Provided information:
◇ ◇ ◇ ◇ ◇ ◇ ◇

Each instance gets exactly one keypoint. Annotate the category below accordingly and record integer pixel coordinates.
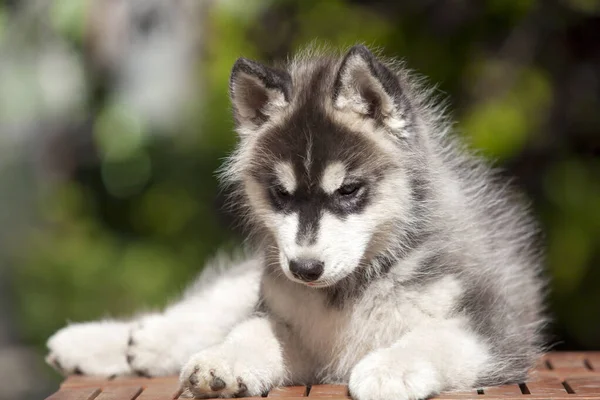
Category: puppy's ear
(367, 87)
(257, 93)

◇ ◇ ◇ ◇ ◇ ◇ ◇

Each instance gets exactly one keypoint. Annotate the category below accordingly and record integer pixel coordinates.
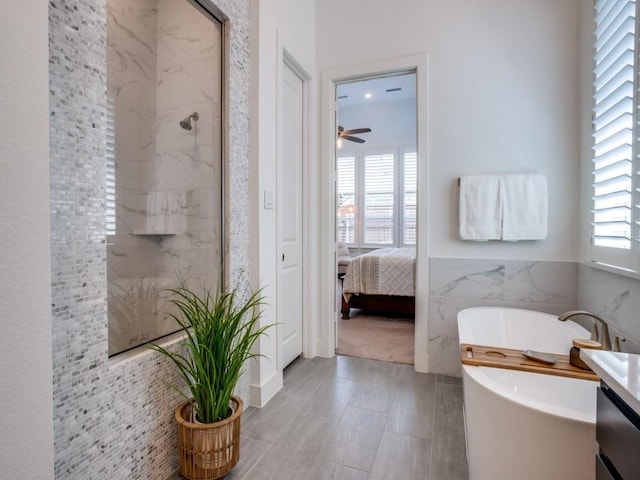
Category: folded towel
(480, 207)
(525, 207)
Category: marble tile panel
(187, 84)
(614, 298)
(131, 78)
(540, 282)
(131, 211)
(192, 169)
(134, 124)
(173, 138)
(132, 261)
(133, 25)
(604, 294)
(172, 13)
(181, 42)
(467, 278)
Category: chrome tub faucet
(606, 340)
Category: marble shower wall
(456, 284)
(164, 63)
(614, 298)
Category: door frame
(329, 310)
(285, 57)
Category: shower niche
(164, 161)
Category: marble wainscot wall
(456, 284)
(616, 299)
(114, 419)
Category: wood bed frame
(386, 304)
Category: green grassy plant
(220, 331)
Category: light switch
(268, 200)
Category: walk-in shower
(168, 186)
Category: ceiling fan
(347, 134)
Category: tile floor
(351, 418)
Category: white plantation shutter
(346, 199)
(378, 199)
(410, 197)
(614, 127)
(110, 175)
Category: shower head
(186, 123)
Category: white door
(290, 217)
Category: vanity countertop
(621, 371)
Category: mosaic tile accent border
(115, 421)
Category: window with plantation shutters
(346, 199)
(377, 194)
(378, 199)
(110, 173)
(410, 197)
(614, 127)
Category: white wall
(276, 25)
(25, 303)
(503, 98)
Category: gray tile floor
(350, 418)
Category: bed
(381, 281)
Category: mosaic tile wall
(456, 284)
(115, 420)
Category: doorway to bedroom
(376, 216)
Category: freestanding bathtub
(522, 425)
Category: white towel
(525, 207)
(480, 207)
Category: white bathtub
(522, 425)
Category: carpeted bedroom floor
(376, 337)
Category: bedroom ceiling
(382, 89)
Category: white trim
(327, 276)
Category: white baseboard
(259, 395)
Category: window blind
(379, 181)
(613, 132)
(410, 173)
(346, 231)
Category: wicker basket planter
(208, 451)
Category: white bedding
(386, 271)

◇ ◇ ◇ ◇ ◇ ◇ ◇

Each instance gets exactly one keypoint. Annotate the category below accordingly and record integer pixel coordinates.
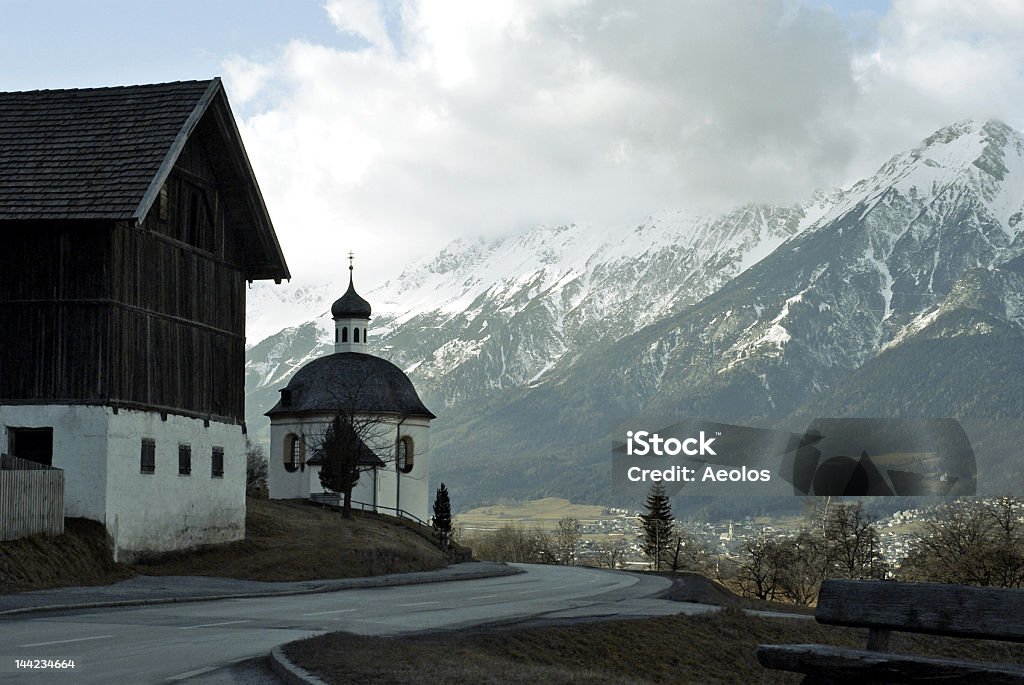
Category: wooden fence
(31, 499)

◇ ◇ ◇ ◇ ◇ ◇ ◇

Work to do: Determine how many lines in the data above contain the string "bedroom", where letter case matters. Reply with the number alone.

Exercise output: 3